What you need to do: Will you print each of the following lines exactly, leaving the pictures out of your answer?

Record extracts:
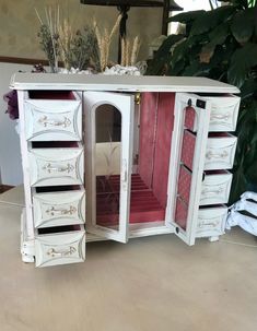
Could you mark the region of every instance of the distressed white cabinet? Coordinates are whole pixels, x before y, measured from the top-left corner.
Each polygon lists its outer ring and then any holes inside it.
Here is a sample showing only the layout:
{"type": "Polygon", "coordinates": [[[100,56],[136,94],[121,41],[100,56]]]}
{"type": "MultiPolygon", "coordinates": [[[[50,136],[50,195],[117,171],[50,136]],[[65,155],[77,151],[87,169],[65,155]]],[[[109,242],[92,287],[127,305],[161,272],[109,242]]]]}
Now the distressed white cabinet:
{"type": "Polygon", "coordinates": [[[240,91],[203,78],[17,73],[23,260],[81,262],[85,245],[224,233],[240,91]]]}

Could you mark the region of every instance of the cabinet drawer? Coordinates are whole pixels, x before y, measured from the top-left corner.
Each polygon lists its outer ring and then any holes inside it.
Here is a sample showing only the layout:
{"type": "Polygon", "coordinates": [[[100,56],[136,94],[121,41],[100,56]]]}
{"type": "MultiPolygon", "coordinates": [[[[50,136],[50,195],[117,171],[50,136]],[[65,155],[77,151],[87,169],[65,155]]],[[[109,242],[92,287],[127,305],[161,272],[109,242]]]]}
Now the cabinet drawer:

Exercise solution:
Could you mark the region of every instance of the distressed white cabinet? Coordinates are whole pixels, x before y, measured from the top-left corner.
Each polygon lists its outer ring and then any holes inside it.
Here is a sample showing only the layout:
{"type": "Polygon", "coordinates": [[[100,56],[136,94],[121,41],[100,56]]]}
{"type": "MultiPolygon", "coordinates": [[[[50,136],[50,195],[117,171],[50,136]],[[65,155],[77,151],[87,169],[65,155]]],[[[109,242],[92,287],[127,305],[161,272],[109,242]]]]}
Now the distressed white cabinet:
{"type": "Polygon", "coordinates": [[[240,91],[203,78],[17,73],[23,260],[81,262],[85,245],[224,233],[240,91]]]}

Could you mark the region of every instance of the cabinet drawer? Coordinates are whole pixels, x before y, measured from the top-left corner.
Each polygon lists its outer ring and then any holes inside it.
Here is a sample showing only the layout:
{"type": "Polygon", "coordinates": [[[100,56],[136,94],[121,41],[100,56]]]}
{"type": "MultiPolygon", "coordinates": [[[[50,136],[50,195],[117,171],[50,136]],[[65,155],[77,151],[87,169],[65,155]]],[[[109,242],[92,287],[127,305],[161,272],[109,242]]]]}
Now the cabinet drawer:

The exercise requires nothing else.